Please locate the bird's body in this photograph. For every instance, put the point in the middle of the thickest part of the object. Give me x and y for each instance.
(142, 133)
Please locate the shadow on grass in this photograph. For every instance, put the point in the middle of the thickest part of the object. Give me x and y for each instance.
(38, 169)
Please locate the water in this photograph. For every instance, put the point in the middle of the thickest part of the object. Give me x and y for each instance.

...

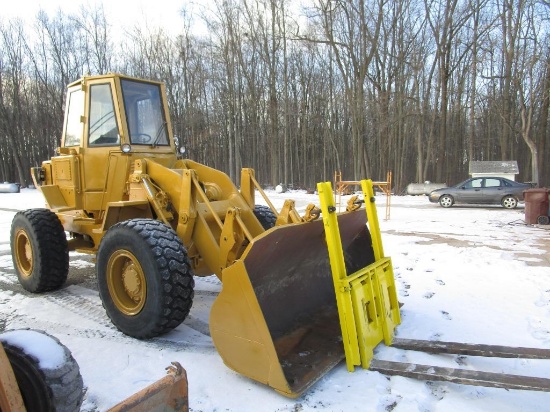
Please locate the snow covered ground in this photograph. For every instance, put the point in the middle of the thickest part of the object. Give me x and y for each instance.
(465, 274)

> Instructions for the task
Pull out every line of the rows above that contains the word "body", and list those lines.

> Reply to the exercise
Please locate the bird's body in this photograph. For every instance, put the point in the middle of the thickest part of the object. Give me x and y for each instance.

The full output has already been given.